Perfume is actually the eighth film on my list of ten from 2006 so here is a quick section dedicated to the ninth and tenth.

9. A Scanner Darkly (Richard Linklater)

Another Richard Linklater film that barely misses my larger list. This time Linklater creates a fairly faithful adaptation of Phillip K. Dick's novel of the same name. Like much of Dick's work it is contemplative of hypothetical tyrannical control and altogether thoroughly distressing. His choice for the movie's animation design adds to the feel of surrealism and at times nightmarish disembodiment presented in the picture. An overlooked science fiction film and one of the better adaptations of Dick's work to date.

10. The Host (Joon-Ho Bong)

From Korean director Joon-Ho Bong comes one of the most exciting and rewarding monster films in decades. Bong's film is like an adventurous monster picture and could rest quite easily with the best from the likes of Guillermo del Toro, Steven Spielberg, or Peter Jackson in that regard. What is essentially most important about the film is the way the characters are held as a priority over the story concept of the film and this proves to enhance the drama and tension considerably. Rather than being primarily effects driven or concept driven, something like 2008's Cloverfield which does indeed boast an inviting film technique, even if it is at times a bit of a novelty utilized far better in The Blair Witch Project (1999), Cloverfield is lacking in a connection with the characters in the film, which is shallow and mediocre at best. The Host's strength lies in how it presents the story around its characters and the value gained by becoming emotionally involved with them, which is something to be admired and encouraged.

10 Films of 2006:


8. Perfume: The Story of a Murderer
(Tom Tykwer)
9. A Scanner Darkly (Richard Linklater)

10. The Host (
Joon-Ho Bong)

Sunday, June 27, 2010

Floyd the Barber, This is Not.

94. Sweeney Todd: The Demon Barber of Fleet Street (Tim Burton, 2007)

Sweeney Todd: The Demon Barber of Fleet Street is Tim Burton's film feature based on the popular stage musical. The film is a tragedy turned devilish story of vengeance as long time Burton collaborator Johnny Depp cuts through the picture as Sweeney Todd along with Burton's wife, and regular actress, Helena Bonham Carter as Todd's accomplice, Mrs. Lovett. Benjamin Barker, a talented barber, is unjustly sentenced to work in Australia by a deceitful and corrupt judge who does so to have his way with the barber's wife. The film opens with Barker's return to London a changed man, Benjamin Barker is no longer with us, he is now Sweeney Todd a demon desiring vengeance.

Sweeney Todd is Tim Burton's Liveliest film in years. It features a talented cast with the likes of Alan Rickman, Timothy Spall, and a surprise turn by Sacha Baron Cohen joining Depp and Carter. The musical's story coincides nicely with Tim Burton's delight in stylistic thematic macabre and feels like the most fun Burton has had with one of his films since Sleepy Hollow (1999), and Burton's liking to Gothic design fits perfectly with the story's setting. One of my main problems with Burton's previous picture, Charlie and the Chocolate Factory (2005), was the way it felt mechanical. Scenes played out like a procedure. The group would go to a room, a child would be injured, they'd pack them off to some arbitrary location, and then they'd continue to the next room and repeat. Sweeney Todd however moves more natural and feels more organic. Perhaps the people are driven by simple themes and motivations but they are nonetheless genuine.

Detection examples
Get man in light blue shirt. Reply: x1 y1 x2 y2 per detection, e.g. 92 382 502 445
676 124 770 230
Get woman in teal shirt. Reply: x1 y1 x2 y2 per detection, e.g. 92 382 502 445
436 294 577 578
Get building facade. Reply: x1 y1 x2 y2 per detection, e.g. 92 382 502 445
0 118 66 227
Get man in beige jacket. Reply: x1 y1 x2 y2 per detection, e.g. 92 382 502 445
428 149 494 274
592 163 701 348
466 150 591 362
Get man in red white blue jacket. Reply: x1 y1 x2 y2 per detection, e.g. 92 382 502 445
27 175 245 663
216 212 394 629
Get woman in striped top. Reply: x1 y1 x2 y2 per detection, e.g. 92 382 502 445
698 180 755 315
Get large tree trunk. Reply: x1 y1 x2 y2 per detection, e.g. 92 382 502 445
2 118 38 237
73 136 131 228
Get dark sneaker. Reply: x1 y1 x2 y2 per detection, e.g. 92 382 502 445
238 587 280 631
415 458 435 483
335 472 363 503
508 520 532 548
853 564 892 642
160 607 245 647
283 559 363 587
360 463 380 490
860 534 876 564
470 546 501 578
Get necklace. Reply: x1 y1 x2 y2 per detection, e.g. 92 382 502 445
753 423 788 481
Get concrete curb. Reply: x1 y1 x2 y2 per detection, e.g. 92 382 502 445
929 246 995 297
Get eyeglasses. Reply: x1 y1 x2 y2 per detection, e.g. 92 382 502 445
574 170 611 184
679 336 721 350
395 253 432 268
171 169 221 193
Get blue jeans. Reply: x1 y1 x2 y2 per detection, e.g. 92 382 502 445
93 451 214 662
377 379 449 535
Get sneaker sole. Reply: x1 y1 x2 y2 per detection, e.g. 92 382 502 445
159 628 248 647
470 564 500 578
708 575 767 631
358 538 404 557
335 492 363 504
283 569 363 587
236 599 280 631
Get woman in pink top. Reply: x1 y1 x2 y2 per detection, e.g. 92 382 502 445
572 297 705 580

REQUIREMENT: Rewrite the film reviews, starting at the words "Another Richard Linklater" and stopping after "work to date.", with "animation design" renamed to "visual style".

SOLUTION TO THIS PROBLEM:
Another Richard Linklater film that barely misses my larger list. This time Linklater creates a fairly faithful adaptation of Phillip K. Dick's novel of the same name. Like much of Dick's work it is contemplative of hypothetical tyrannical control and altogether thoroughly distressing. His choice for the movie's visual style adds to the feel of surrealism and at times nightmarish disembodiment presented in the picture. An overlooked science fiction film and one of the better adaptations of Dick's work to date.